▶ **SHORT PROBLEM**
Return each line of the material below that contains the string "shrub". The match is case-sensitive.

[Excerpts of location labeling data]
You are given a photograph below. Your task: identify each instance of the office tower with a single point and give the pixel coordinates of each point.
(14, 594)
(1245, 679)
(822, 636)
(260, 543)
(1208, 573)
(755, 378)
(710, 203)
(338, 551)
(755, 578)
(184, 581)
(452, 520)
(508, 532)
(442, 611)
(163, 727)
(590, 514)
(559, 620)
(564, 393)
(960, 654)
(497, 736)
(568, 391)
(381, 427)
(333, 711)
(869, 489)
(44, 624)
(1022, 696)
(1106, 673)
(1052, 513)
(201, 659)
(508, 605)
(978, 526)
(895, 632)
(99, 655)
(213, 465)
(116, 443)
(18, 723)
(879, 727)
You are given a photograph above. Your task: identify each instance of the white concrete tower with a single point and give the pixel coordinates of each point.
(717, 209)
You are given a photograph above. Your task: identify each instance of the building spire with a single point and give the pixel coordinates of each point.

---

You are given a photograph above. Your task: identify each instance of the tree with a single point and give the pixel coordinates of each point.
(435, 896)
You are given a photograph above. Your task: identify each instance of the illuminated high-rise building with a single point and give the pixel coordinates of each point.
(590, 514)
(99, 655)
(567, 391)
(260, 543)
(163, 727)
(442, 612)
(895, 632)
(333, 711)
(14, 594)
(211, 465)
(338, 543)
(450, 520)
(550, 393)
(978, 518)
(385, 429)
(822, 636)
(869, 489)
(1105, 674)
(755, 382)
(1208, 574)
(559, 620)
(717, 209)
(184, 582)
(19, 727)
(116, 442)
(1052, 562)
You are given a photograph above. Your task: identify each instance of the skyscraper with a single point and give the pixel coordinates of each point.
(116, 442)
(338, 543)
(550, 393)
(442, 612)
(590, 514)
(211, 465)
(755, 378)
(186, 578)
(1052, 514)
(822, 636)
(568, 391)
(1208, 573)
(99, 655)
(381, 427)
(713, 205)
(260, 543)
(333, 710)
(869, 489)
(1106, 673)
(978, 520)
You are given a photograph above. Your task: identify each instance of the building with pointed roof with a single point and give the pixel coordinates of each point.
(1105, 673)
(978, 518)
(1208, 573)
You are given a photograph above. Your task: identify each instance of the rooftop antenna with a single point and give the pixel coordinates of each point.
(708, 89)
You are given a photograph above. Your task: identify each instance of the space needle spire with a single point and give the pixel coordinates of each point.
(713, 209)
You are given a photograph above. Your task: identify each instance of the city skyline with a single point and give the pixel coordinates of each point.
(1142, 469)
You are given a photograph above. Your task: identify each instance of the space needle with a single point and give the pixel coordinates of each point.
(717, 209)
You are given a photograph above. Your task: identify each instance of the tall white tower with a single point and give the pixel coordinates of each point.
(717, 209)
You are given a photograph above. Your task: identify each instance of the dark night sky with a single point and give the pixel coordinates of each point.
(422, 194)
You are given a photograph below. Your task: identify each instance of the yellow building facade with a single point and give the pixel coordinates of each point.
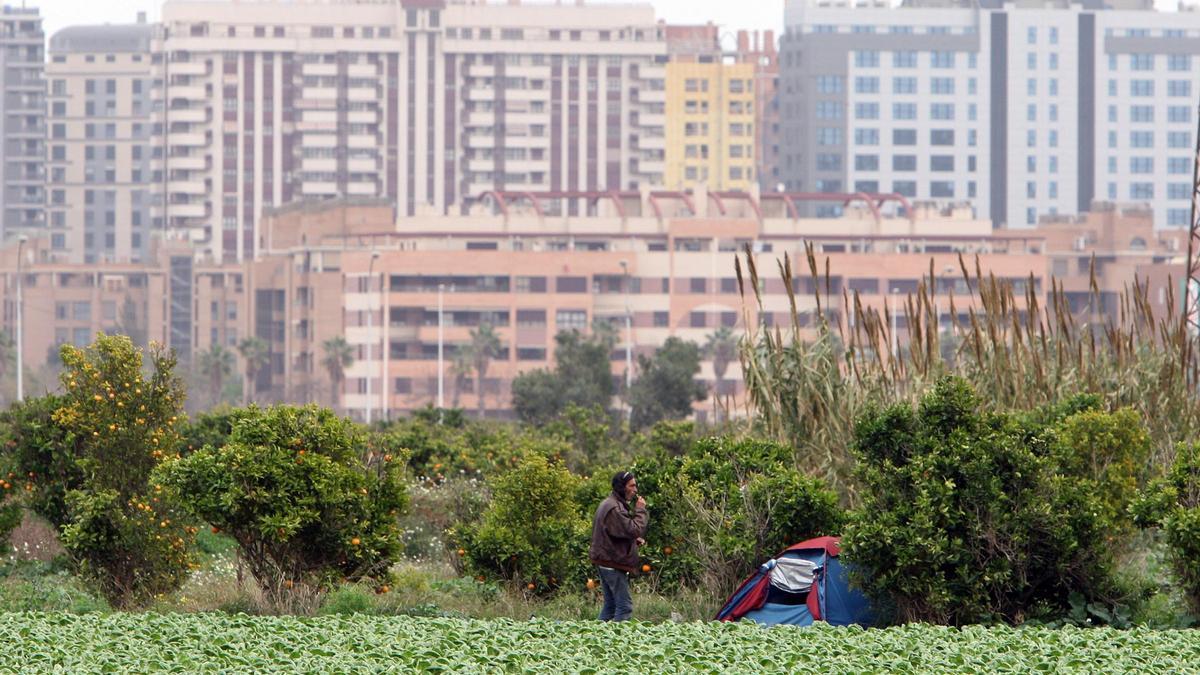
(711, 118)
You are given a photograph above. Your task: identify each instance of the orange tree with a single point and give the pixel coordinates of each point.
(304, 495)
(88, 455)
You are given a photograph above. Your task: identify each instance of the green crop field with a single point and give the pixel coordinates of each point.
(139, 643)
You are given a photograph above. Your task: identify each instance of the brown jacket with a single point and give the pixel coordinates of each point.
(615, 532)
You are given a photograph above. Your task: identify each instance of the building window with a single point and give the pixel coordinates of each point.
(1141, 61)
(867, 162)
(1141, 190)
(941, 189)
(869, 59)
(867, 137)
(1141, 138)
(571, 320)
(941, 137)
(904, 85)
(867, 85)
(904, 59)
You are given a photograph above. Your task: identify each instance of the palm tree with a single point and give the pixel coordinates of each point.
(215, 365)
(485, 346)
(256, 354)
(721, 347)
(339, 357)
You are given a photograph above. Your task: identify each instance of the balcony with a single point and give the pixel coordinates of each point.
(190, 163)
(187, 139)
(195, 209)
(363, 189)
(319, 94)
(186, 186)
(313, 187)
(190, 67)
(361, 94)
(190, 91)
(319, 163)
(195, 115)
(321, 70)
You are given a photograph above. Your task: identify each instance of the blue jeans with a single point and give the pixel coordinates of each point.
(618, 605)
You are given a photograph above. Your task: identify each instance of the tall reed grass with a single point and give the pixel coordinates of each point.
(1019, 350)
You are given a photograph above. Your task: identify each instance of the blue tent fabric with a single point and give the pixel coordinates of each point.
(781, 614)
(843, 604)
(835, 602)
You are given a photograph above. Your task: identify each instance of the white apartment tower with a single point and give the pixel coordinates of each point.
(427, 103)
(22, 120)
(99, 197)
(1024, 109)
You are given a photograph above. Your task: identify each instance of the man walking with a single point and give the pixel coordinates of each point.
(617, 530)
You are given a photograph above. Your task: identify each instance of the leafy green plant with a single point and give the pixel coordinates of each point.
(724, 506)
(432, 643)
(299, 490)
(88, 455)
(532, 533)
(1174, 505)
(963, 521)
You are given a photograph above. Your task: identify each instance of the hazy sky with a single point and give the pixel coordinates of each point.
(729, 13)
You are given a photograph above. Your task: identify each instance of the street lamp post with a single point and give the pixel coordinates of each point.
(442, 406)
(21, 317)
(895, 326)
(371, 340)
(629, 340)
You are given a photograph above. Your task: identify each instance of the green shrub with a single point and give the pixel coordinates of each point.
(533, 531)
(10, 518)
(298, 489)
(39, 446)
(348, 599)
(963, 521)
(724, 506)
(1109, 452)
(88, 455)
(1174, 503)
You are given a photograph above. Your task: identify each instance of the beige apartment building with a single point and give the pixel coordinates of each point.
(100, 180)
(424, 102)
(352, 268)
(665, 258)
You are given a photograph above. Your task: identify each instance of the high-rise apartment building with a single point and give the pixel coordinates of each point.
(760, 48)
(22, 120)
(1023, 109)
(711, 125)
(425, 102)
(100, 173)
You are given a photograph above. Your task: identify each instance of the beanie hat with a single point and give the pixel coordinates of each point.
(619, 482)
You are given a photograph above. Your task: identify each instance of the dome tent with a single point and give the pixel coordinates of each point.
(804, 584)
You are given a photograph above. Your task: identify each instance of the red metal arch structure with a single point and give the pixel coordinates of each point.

* * *

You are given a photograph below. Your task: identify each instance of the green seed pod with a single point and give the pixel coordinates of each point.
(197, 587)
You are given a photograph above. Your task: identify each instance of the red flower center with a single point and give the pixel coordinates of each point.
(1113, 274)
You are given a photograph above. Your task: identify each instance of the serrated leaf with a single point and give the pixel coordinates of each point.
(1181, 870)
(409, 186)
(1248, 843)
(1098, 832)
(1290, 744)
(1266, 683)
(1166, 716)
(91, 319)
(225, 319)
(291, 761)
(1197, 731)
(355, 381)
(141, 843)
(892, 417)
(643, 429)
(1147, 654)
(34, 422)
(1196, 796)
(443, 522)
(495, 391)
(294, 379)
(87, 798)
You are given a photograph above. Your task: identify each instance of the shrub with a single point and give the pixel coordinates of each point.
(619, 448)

▶ **SOLUTION**
You are given a photograph above. Your task: identify each instance of the green shrub with a single point and give the pixel coordinates of each point.
You are given a photograph above. Your task: identify each instance of the shrub with a single point and give the pixel coordinates of each point.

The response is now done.